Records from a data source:
============
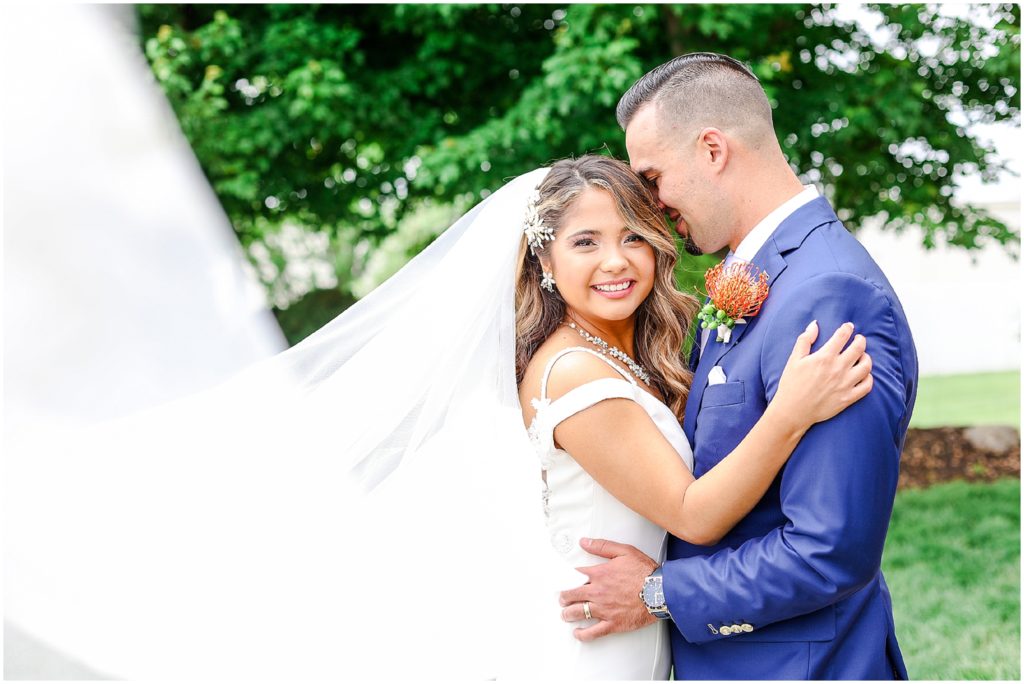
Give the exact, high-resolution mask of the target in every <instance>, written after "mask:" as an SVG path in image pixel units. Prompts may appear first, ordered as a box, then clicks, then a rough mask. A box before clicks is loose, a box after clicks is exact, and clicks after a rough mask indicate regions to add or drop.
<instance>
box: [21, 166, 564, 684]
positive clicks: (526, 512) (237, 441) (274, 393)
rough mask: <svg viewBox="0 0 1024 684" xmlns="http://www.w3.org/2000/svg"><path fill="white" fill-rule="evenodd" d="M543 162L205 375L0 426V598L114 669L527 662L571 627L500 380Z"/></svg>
============
About this exercise: Number of lines above containing "path": give it, with no other text.

Answer space: 2